═══ Text to read ═══
Buell Motor Company is aware of the project and has agreed to support it with accessories to evaluate and include in the report. Having spent my own money I will not, as journos are often accused of doing, be writing the review to please the factory. Over the course of the next year or so, I will report like any other rider that has saved their money and spent it on a bike.
As a potential buyer, I studied the bike and read all of the internet forums carefully. Out of everything I learned one thing was certain; internet forums can be a scary place. The Uly is either loved or loathed in these circles. There seems to be an enthusiasm surrounding this model, but a lot of buyers are scared that it will self destruct as soon as they sign their name, or their friends and family will disown them. Oftentimes a buyer will opt for a model with more universal approval instead of the bike they really want. For this reason, I will be “journaling” life with my 2008 Ulysses for the next year (10,000-15,000 miles). Hopefully this “journal” can be used as a resource for first time Buell owners as it is written by a first time Buell owner.
Honestly, I caught a bit of hell and some ribbing from friends and family for buying a Buell. After meeting some friends for breakfast, my dad and I loaded up for a 300+ mile day and got set to head out. A few friends of mine on V-Stroms offered their cell phone numbers in case the American bikes broke (me on a Buell and my dad on a Harley), and they had to come rescue us. Very nice of them, no doubt, but we didn’t need their services.
═══ Record set ═══
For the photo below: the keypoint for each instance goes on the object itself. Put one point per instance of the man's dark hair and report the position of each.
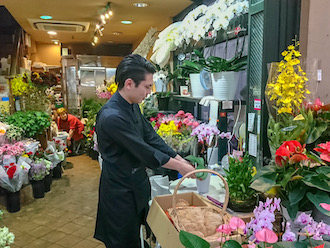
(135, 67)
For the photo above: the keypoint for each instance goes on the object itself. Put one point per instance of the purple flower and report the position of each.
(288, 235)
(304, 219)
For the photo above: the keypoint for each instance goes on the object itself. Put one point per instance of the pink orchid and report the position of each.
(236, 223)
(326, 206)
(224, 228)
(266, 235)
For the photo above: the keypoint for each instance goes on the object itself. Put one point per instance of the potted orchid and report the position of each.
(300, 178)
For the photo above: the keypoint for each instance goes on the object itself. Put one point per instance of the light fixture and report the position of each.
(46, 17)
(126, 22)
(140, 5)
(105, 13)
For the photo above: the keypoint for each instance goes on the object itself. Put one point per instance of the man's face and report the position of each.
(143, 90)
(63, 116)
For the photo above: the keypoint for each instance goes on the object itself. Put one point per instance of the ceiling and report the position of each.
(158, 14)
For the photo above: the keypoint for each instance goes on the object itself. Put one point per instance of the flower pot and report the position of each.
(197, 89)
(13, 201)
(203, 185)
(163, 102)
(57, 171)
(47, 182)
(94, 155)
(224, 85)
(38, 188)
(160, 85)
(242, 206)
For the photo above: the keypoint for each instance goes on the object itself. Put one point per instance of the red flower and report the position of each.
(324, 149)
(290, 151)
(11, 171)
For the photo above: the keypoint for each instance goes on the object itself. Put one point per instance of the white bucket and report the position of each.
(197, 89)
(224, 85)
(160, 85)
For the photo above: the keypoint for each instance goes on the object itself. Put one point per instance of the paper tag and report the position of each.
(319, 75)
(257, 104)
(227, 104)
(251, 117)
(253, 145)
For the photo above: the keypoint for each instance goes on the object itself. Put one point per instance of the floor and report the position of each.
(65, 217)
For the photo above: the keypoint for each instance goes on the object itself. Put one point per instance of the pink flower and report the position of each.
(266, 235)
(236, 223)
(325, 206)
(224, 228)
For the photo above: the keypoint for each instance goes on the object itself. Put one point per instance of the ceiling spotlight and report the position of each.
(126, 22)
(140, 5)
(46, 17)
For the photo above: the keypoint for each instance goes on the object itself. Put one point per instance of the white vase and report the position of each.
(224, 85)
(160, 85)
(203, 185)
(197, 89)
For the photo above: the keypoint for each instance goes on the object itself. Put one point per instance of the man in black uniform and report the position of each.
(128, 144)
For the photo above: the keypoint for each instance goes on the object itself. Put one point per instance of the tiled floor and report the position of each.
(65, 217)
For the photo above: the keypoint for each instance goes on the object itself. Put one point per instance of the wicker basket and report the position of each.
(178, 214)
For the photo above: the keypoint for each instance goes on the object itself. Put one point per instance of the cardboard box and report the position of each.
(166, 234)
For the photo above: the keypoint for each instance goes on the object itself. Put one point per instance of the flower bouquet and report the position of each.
═══
═══ Record set ═══
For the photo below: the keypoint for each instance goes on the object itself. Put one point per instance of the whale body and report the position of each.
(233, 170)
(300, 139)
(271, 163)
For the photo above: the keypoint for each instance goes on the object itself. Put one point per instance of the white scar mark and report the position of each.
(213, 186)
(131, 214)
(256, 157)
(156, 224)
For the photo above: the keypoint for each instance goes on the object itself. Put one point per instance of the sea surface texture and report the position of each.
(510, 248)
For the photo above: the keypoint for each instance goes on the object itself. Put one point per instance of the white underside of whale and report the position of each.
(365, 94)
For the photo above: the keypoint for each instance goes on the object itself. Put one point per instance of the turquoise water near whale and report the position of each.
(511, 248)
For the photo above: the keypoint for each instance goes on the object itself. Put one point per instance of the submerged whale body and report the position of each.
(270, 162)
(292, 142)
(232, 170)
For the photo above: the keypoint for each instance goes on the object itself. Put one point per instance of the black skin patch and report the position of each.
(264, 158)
═══
═══ Record set ═══
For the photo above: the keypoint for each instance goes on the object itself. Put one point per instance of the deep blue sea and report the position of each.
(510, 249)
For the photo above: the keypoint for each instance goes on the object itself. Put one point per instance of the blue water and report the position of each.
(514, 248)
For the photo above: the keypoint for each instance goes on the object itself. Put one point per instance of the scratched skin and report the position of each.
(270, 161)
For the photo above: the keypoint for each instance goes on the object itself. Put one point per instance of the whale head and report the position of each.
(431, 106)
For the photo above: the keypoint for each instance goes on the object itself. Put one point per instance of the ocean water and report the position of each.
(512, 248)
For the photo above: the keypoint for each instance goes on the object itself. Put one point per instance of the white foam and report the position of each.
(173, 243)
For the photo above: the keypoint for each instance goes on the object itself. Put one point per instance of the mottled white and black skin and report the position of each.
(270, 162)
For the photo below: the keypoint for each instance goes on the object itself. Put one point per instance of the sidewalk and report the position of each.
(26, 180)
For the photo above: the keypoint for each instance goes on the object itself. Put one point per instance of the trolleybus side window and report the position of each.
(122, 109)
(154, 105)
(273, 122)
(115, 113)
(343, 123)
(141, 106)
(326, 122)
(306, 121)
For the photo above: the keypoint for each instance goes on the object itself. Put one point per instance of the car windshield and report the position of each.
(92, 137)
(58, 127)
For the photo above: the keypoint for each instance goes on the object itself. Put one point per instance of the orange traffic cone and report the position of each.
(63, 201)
═══
Written exercise 1
Write out the part of the Buell Ulysses text that opens with the words containing "Honestly, I caught" and closes with "need their services.".
Written exercise 2
In the entries, reproduce the part that opens with the line containing "uniform and report the position of each." and closes with the line containing "bouquet and report the position of each.", swapping "wicker basket" for "straw basket" and leaving all else unchanged.

Exercise solution 1
Honestly, I caught a bit of hell and some ribbing from friends and family for buying a Buell. After meeting some friends for breakfast, my dad and I loaded up for a 300+ mile day and got set to head out. A few friends of mine on V-Stroms offered their cell phone numbers in case the American bikes broke (me on a Buell and my dad on a Harley), and they had to come rescue us. Very nice of them, no doubt, but we didn’t need their services.

Exercise solution 2
For the photo above: the keypoint for each instance goes on the object itself. Put one point per instance of the man in black uniform and report the position of each.
(128, 144)
For the photo above: the keypoint for each instance goes on the object itself. Put one point per instance of the tiled floor and report the position of each.
(65, 217)
For the photo above: the keypoint for each instance goes on the object itself. Put one point per instance of the straw basket and report the position of each.
(178, 214)
For the photo above: the keypoint for each instance goes on the object itself. Put one point per instance of the cardboard box and report the position of each.
(166, 234)
For the photo above: the keypoint for each instance goes on the object itself. Put one point per instance of the flower bouquet and report the position of each.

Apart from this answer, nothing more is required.